▼
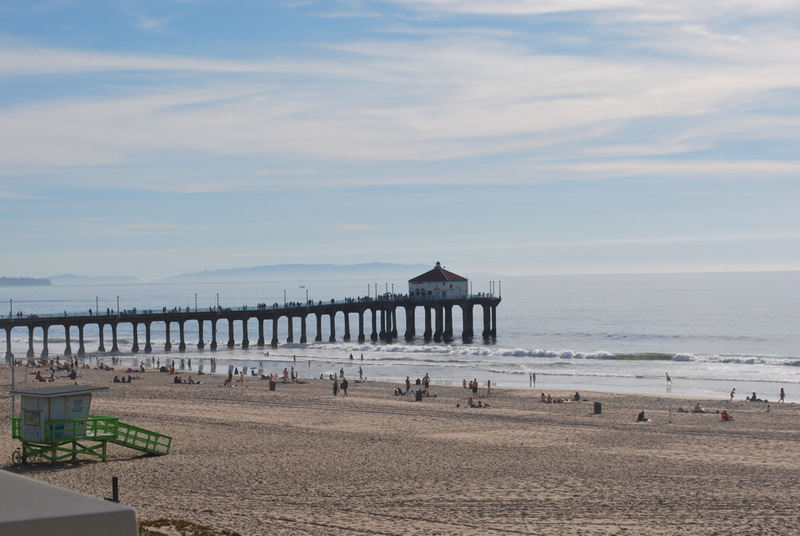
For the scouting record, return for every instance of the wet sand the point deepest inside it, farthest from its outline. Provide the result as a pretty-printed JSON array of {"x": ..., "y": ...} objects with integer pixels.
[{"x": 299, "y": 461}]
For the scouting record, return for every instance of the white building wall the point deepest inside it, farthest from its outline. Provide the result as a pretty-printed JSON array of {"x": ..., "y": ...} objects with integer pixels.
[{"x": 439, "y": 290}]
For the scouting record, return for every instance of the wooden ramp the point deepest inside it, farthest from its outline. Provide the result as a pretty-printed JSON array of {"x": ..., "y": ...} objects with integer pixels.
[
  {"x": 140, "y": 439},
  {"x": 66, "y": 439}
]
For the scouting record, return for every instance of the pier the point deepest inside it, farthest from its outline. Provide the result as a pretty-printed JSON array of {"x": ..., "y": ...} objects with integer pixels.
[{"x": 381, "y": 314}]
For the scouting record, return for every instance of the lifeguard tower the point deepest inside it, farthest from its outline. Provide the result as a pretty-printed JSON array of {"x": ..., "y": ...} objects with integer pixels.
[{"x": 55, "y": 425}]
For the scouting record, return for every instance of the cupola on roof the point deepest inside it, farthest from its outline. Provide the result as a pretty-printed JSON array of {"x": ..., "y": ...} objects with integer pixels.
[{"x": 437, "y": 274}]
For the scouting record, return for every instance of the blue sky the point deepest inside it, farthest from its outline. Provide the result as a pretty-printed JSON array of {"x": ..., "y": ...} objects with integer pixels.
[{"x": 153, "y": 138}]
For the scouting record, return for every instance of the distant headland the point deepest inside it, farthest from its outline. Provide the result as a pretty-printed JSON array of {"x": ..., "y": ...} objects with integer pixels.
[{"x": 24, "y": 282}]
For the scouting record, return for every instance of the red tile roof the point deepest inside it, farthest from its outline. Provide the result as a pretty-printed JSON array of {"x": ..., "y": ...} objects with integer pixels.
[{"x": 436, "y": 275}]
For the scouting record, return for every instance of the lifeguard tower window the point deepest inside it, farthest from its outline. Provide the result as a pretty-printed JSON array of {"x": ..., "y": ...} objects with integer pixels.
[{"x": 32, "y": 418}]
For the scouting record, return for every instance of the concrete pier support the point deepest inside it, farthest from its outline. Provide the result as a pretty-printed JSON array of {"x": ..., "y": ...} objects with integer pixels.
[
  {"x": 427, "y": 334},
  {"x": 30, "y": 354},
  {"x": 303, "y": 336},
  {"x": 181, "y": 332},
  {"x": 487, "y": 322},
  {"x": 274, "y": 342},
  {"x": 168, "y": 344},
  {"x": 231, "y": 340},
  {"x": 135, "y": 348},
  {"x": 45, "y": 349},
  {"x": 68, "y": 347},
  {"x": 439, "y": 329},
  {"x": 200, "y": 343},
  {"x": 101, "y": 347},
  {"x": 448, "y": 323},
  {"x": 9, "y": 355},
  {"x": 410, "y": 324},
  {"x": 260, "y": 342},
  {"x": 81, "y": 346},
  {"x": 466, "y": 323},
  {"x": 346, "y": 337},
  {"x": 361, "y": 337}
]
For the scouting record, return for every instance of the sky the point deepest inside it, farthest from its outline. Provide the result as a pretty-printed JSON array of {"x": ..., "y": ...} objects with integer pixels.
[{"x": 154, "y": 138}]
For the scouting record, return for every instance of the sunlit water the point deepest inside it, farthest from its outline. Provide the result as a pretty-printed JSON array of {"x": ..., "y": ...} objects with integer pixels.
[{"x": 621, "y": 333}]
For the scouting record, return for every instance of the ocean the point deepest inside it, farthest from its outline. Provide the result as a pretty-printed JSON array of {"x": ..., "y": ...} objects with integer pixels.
▲
#### TASK REQUIREMENTS
Repeat word for word the stretch of items from the line containing "For the scouting record, return for every instance of the red" through the end of the items.

#### EXPECTED ANSWER
For the scouting record, return for every instance of the red tile roof the point deepest inside it, farthest from its outline. Provide the result as a pretty-printed JSON array of {"x": ..., "y": ...} objects with integer pixels.
[{"x": 436, "y": 275}]
For the scouting record, return for every instance of the lifeguard tower window the point deepest inside it, farthest from its outline. Provide the result as a pretty-printed JSON array of {"x": ..., "y": ...} objects with integer pixels.
[{"x": 32, "y": 418}]
For the scouting record, return for every instance of the concrete pier support the point deepest inside it, farthest from its outline. Provide the result as a pretty-printed JSON array of {"x": ..., "y": ...} objects with integer pixels.
[
  {"x": 427, "y": 334},
  {"x": 30, "y": 354},
  {"x": 303, "y": 336},
  {"x": 181, "y": 332},
  {"x": 487, "y": 322},
  {"x": 274, "y": 342},
  {"x": 168, "y": 344},
  {"x": 231, "y": 340},
  {"x": 135, "y": 348},
  {"x": 45, "y": 349},
  {"x": 68, "y": 347},
  {"x": 439, "y": 329},
  {"x": 200, "y": 343},
  {"x": 101, "y": 347},
  {"x": 448, "y": 323},
  {"x": 9, "y": 355},
  {"x": 410, "y": 324},
  {"x": 260, "y": 342},
  {"x": 81, "y": 346},
  {"x": 466, "y": 323},
  {"x": 346, "y": 337},
  {"x": 361, "y": 337}
]
For the scouting record, return for every instance of the sky the point deepest inside it, farthest from its outline. Provide the result as a pretty-printed JSON array of {"x": ..., "y": ...} objects with integer pixels.
[{"x": 154, "y": 138}]
For the scouting record, return for every instance of the sunlit water the point deepest inside it, farthest from its outline. Provide the result as a pretty-printed JSON array of {"x": ..., "y": ...} objects with integer pixels.
[{"x": 621, "y": 333}]
For the scouting record, return for every instance of the ocean the point deepest inside it, farthest from its outline. Provide the result as a pretty-printed JSON array of {"x": ..., "y": ...} objects with integer pixels.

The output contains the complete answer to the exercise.